Write out the whole blog post about the close of 2019 word for word.
** Study text follows **
As 2019 draws to a close, the year has caught up with me or I’ve just fallen back into a migraine pattern. Either way, the last couple months have caught up with me and I’m just down for the count.
I think I’m struggling the most because one of the best parts of 2019 (Nay) is a direct result of the worst part of 2019 (Batt). I don’t know how to resolve this in my mind. I just don’t know…
2019 didn’t start off terribly. After all, my barn installation happened in 2019 (a lifetime ago). But the year will be defined by November.
Because November came and… I still can’t wrap my head around losing Batt. I’m missing him so much today and yet November seems so far away. When I couldn’t save him, I threw myself into trying to save Subi. We lost Batt on Wednesday night. We dropped him off at the clinic, leaving him at 7:30 and he was gone by 9. The worst day after losing Batt was that Sunday morning that followed when Subi got loose, and went running in full panic around my neighbors’ yards in a blind panic, trying to find Batt. I was sure I was going to lose him to that day. How he didn’t kill himself, I will never know.
** End of Study text **
** Entries shown follows **
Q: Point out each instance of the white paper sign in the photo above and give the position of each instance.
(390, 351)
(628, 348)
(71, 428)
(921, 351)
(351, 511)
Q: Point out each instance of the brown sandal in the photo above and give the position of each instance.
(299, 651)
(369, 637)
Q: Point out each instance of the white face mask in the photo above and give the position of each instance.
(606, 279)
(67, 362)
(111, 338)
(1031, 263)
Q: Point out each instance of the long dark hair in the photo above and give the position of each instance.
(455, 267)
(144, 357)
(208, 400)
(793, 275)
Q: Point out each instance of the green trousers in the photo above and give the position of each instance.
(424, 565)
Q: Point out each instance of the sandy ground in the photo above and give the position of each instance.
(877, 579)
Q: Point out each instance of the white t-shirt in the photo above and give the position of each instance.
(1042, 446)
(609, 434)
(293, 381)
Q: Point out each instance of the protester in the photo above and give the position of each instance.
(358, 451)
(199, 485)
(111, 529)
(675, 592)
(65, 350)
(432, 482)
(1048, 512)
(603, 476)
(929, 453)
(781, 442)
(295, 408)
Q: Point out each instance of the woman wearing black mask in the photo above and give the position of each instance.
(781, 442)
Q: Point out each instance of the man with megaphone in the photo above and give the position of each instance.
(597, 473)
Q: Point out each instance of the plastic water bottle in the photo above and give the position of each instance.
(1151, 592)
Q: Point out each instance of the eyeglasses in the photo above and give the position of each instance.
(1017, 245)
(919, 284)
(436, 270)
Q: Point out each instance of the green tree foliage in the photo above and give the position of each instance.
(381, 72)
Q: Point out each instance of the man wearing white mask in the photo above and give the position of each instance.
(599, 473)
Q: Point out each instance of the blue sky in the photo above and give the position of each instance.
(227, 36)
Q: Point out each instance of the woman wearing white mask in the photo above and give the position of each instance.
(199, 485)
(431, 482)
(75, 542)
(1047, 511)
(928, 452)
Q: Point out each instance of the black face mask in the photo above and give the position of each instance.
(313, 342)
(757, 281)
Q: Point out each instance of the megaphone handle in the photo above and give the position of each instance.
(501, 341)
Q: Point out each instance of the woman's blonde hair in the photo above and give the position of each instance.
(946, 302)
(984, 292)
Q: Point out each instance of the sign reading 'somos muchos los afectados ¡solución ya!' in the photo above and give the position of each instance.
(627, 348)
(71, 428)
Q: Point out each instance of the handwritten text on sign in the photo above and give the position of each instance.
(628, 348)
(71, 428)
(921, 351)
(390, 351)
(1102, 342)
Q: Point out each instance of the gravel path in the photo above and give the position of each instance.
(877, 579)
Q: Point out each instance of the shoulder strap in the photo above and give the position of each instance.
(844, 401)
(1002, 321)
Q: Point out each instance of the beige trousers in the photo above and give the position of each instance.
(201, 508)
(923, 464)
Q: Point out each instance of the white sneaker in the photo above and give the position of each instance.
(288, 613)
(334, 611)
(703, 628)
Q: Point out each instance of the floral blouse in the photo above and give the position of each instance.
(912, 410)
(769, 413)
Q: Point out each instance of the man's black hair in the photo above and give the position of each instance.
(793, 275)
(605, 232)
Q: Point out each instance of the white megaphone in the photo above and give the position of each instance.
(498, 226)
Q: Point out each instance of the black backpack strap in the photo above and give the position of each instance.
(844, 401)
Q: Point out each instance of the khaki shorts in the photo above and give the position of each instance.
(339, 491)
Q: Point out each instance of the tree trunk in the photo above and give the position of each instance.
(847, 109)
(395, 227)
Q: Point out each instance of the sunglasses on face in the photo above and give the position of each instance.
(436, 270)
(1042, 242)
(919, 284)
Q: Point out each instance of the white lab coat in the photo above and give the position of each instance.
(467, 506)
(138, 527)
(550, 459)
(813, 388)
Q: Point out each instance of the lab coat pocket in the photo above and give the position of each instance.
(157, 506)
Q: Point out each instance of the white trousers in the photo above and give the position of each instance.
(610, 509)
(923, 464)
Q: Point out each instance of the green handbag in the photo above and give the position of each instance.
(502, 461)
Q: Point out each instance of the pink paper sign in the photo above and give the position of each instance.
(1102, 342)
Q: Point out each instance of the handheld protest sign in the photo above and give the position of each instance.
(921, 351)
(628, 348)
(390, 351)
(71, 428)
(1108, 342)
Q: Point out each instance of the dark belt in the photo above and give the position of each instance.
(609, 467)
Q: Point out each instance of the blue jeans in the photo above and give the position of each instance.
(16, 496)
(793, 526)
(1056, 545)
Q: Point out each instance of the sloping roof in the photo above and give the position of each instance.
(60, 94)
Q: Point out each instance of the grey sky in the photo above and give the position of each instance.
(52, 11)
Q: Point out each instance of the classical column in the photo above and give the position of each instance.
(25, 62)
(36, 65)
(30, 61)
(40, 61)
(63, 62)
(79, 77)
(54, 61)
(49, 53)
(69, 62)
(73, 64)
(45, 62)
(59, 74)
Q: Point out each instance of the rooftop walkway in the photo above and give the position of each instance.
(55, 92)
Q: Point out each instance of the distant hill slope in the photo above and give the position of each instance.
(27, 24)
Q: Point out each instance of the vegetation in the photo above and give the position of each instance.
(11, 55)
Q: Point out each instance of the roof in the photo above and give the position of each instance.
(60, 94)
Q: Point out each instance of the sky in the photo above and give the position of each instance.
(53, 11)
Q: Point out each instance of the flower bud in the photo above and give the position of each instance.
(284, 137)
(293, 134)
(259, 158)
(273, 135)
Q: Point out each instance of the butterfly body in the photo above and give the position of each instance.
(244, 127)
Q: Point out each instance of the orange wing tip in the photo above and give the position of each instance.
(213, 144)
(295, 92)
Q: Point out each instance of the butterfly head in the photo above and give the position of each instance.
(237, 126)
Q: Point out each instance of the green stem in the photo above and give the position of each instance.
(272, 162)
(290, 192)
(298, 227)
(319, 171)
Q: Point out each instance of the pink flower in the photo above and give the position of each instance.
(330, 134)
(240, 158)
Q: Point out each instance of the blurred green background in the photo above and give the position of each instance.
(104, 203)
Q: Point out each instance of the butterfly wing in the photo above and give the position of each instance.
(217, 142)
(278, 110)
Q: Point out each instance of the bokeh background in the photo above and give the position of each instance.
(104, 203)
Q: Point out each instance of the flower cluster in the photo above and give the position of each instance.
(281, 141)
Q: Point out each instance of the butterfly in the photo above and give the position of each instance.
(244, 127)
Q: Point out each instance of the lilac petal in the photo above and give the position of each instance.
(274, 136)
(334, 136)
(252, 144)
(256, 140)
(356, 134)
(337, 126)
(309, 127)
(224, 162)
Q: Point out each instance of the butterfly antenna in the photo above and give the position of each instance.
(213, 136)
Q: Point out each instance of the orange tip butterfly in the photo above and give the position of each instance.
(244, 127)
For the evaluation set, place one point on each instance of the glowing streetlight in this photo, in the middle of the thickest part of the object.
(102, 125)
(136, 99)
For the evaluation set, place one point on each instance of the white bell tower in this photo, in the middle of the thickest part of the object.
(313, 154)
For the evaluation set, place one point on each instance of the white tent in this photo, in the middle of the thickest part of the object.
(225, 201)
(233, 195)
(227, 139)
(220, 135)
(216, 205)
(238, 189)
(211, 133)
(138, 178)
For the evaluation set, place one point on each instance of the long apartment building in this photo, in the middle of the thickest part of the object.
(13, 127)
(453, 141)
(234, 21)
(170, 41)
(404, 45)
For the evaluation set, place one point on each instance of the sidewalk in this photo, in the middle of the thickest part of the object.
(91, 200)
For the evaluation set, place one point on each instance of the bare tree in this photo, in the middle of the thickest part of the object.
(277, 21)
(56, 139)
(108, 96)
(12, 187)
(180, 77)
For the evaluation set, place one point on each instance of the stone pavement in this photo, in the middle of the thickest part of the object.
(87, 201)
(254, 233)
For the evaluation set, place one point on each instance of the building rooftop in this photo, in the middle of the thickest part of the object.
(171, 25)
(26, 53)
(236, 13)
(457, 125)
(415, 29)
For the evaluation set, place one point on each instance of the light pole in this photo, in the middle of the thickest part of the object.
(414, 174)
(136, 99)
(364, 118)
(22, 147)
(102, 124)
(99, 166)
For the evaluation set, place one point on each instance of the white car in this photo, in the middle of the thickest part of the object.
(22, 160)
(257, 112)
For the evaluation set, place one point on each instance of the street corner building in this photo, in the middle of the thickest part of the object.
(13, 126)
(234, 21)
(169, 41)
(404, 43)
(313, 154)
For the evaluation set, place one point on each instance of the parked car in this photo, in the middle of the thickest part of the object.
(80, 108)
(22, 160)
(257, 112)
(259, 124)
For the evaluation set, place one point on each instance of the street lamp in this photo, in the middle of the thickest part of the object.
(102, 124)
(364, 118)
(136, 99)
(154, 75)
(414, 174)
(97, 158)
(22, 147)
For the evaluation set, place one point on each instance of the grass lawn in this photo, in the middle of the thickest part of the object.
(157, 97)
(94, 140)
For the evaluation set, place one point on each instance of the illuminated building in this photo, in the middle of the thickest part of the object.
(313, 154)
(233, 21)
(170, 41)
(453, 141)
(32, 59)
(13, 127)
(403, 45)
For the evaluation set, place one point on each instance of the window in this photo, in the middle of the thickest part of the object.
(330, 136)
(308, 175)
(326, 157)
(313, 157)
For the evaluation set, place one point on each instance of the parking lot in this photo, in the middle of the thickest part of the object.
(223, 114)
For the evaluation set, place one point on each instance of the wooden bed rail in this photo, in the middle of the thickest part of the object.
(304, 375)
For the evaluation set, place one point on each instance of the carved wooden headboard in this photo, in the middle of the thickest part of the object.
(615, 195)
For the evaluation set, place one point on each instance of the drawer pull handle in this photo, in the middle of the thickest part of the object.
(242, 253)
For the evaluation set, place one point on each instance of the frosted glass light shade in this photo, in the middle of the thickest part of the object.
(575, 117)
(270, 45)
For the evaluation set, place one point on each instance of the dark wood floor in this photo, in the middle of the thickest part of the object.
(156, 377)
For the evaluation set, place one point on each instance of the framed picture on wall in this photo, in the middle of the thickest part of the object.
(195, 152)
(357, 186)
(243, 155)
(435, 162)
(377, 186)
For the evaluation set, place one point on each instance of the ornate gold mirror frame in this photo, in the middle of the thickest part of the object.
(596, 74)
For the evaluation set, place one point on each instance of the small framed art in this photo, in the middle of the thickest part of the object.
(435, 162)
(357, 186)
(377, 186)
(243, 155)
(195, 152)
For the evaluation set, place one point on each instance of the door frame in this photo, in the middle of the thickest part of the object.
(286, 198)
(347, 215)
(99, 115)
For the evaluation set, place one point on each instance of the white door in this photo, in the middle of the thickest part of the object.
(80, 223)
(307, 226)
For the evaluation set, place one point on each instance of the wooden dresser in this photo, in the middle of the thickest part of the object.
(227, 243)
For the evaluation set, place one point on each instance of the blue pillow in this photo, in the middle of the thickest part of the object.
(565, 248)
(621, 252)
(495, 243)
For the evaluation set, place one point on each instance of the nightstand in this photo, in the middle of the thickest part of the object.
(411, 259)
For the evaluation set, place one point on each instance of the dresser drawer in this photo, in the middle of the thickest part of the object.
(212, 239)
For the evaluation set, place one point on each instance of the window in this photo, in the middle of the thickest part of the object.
** End of Entries shown **
■ **Response to this task**:
As 2019 draws to a close, the year has caught up with me or I’ve just fallen back into a migraine pattern. Either way, the last couple months have caught up with me and I’m just down for the count.
I think I’m struggling the most because one of the best parts of 2019 (Nay) is a direct result of the worst part of 2019 (Batt). I don’t know how to resolve this in my mind. I just don’t know…
2019 didn’t start off terribly. After all, my barn installation happened in 2019 (a lifetime ago). But the year will be defined by November.
Because November came and… I still can’t wrap my head around losing Batt. I’m missing him so much today and yet November seems so far away. When I couldn’t save him, I threw myself into trying to save Subi. We lost Batt on Wednesday night. We dropped him off at the clinic, leaving him at 7:30 and he was gone by 9. The worst day after losing Batt was that Sunday morning that followed when Subi got loose, and went running in full panic around my neighbors’ yards in a blind panic, trying to find Batt. I was sure I was going to lose him to that day. How he didn’t kill himself, I will never know.